Extend the market commentary below on the collapse of the inflation trade, starting after its final sentence about CPI.

Text extract:
● ● ●
Thursday, December 8, 2022

THE INFLATION TRADE IS OVER

The bond market is signaling that a biblical magnitude policy error is now in progress...

Largest yield curve inversion since 1980:






What pundits and the Fed all forget is that when Volcker purposely over-tightened in 1980 to bring down inflation, he had 19% Fed rate buffer. In the event, they used 10% of it. This Fed currently has 3.75% of downside buffer. According to Zerohedge/Bloomberg, the Fed will now need to cut rates by 5% in 2023. That will be difficult if the Fed rate is below that level when the Fed pivots as bulls expect will happen any time now. 
So it is that the best case scenario for markets happens to be the worst case scenario for the economy.

Ironically, the best performing trades of 2022 are now unwinding into year-end. I am of course referring to the inflation trades led by oil/commodities, and energy sector stocks. 

Inflationists have informed us all year that inflation is NOT transitory. The Fed believed them. Now the inflation trade is collapsing like a cheap tent. To be followed by CPI on a lagged basis.
● ● ●
Record extracts:
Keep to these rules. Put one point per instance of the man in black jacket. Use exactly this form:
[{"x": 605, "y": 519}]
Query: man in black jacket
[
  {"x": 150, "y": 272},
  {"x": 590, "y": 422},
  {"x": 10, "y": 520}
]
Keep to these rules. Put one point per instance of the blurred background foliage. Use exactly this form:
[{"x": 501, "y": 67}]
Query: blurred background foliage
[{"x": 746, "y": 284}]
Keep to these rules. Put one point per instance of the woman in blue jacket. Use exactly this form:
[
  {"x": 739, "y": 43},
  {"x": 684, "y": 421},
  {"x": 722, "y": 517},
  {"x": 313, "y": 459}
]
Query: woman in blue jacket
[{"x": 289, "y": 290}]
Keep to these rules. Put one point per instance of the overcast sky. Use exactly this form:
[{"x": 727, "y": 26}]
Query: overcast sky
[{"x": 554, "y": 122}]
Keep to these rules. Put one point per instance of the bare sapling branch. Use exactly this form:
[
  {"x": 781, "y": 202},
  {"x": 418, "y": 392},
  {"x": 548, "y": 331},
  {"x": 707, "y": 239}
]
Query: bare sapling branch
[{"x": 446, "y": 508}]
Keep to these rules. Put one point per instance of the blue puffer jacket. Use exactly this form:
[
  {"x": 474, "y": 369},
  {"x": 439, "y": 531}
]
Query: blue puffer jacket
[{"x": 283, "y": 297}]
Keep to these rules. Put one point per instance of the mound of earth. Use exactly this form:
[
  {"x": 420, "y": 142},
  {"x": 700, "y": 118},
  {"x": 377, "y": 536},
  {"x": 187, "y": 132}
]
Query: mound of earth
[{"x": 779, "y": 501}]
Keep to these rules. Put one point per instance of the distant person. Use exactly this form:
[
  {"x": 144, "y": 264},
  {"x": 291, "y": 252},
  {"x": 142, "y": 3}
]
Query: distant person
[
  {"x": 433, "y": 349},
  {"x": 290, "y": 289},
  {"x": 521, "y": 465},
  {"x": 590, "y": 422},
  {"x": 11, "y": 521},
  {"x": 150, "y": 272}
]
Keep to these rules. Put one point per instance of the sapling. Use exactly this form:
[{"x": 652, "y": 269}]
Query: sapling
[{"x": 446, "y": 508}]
● ● ●
Solved problem:
At minimum, we need to more accurately define the term "transitory" - Is it days or weeks? Because it's clear this society has not even the slightest ability to differentiate between long-term secular inflation and cyclical end of cycle inflation.

Soon, even the most dim witted observer will realize this is not 1980. Too late.

The inflation trade was nothing more than yet another Ponzi trade wherein the only winners were first in and first out. 






All of which means that the next market/economic bailout is science fiction. The Fed is caught between a rock and a hard place. Any effort to "normalize" rates will cause more economic damage and require more rate buffer to offset the downside. If they pivot sooner than later, then they lack adequate rate buffer to offset depression. 

Back in 2015, the Fed collapsed global markets mid-year, led down by China. Then markets rallied back into the end of the year. So the Fed tightened and caused the next leg lower.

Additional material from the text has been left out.